§ Exercise data
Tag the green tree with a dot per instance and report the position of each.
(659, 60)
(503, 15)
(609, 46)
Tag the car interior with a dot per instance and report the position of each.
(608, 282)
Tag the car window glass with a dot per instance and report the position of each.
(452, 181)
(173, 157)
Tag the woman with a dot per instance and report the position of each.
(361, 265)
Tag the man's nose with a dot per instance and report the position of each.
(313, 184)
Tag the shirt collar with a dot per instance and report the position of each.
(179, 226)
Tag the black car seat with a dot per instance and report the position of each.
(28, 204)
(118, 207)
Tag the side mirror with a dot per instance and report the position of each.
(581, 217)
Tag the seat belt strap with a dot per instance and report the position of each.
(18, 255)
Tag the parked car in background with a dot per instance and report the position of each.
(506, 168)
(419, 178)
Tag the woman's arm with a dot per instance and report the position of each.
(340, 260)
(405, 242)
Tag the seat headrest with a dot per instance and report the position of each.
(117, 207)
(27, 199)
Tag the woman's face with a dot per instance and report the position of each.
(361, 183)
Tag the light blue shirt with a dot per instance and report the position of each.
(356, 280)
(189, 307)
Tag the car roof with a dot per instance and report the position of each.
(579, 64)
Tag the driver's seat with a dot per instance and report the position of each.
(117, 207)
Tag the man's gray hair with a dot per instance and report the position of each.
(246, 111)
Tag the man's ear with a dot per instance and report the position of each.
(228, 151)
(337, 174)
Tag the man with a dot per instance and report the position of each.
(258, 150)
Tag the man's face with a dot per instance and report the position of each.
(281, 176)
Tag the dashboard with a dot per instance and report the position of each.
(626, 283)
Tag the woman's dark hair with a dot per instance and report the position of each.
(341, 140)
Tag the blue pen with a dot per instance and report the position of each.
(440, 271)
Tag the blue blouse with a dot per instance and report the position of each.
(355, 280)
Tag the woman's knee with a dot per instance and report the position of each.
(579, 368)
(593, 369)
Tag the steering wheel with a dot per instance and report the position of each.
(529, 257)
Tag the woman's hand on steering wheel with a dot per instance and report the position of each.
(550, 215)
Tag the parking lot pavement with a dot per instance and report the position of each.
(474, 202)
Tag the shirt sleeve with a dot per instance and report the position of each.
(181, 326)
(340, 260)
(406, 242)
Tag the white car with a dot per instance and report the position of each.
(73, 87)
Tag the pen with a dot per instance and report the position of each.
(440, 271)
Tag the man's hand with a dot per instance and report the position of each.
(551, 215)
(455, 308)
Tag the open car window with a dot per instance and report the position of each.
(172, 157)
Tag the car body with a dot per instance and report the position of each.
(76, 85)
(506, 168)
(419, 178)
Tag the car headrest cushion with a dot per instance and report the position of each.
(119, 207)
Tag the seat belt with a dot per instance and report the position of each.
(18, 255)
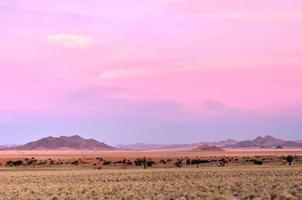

§ Given instruction
Rewrite the entire listing above, changing every "Tag" to "Mark" and keeping all other text unchanged. Omit the pictures from your answer.

§ Solution for this task
Mark the green tree with a dot per instance and report the position of each.
(659, 60)
(503, 15)
(609, 46)
Mark the car interior with a dot per instance and report the position of each.
(608, 282)
Mark the car window glass with a dot per instance and report the position of each.
(452, 181)
(173, 157)
Mark the woman with a dot per instance and report the position of each.
(361, 265)
Mark the man's nose with a dot per instance and report the position of each.
(313, 184)
Mark the shirt collar with a dot per instance and report the position of each.
(179, 226)
Mark the black car seat with a dot per instance and report the position of each.
(28, 204)
(118, 207)
Mark the side mirror with a dot per instance and report the position of each.
(581, 217)
Mark the seat belt strap with a dot per instance and report the position of each.
(18, 255)
Mark the parked car in background with a dot per instance and report the position of each.
(506, 168)
(419, 178)
Mark the woman's arm with a dot per instance and report the position of each.
(340, 260)
(405, 242)
Mark the seat headrest with a dot per instance and report the position of each.
(117, 207)
(27, 199)
Mark the woman's face with a dot per instance and report the position of each.
(361, 183)
Mark the light blue shirt with a dot per instance and report the position of each.
(356, 280)
(189, 307)
Mark the car roof with a dot per instance and report the position of each.
(579, 64)
Mark the driver's seat with a dot per instance and report the position of each.
(117, 207)
Mark the man's gray hair with a dot per instance and report the position of each.
(246, 111)
Mark the man's ear with a dot per instance and report the position of each.
(228, 151)
(337, 174)
Mark the man with a dot per instance and report the position of each.
(258, 150)
Mark the man's face with a dot per instance and report the position of each.
(281, 176)
Mark the dashboard with a dot per instance and report the position of each.
(626, 283)
Mark the woman's dark hair with a dot per instance and report the position of each.
(341, 140)
Mark the blue pen with a dot per instance and report the position of each.
(440, 271)
Mark the blue blouse with a dot per instance and report the position of each.
(355, 280)
Mark the woman's knee with a dot per instance and report the position of each.
(579, 368)
(593, 369)
Mark the steering wheel with a dot per instance and report the position of each.
(529, 257)
Mark the woman's hand on steering wheel with a dot per instance and report the position of each.
(550, 215)
Mark the parking lot pavement with a dot per instance and report the position of each.
(474, 202)
Mark the shirt sleeve with a dot per instance and report the position of each.
(181, 326)
(340, 260)
(406, 242)
Mark the white car with a dot per instance and report the position of each.
(73, 87)
Mark the pen with a dot per instance and report the position of each.
(440, 271)
Mark the man's hand with a dot per instance and report the position of each.
(551, 215)
(455, 308)
Mark the open car window with a dot per instance and report the position of each.
(172, 157)
Mark the car body with a dot per instance and report the position of each.
(76, 85)
(506, 168)
(419, 178)
Mark the car headrest cushion with a dot per instance and report the position of each.
(119, 207)
Mark the seat belt with a dot per instance and report the position of each.
(18, 255)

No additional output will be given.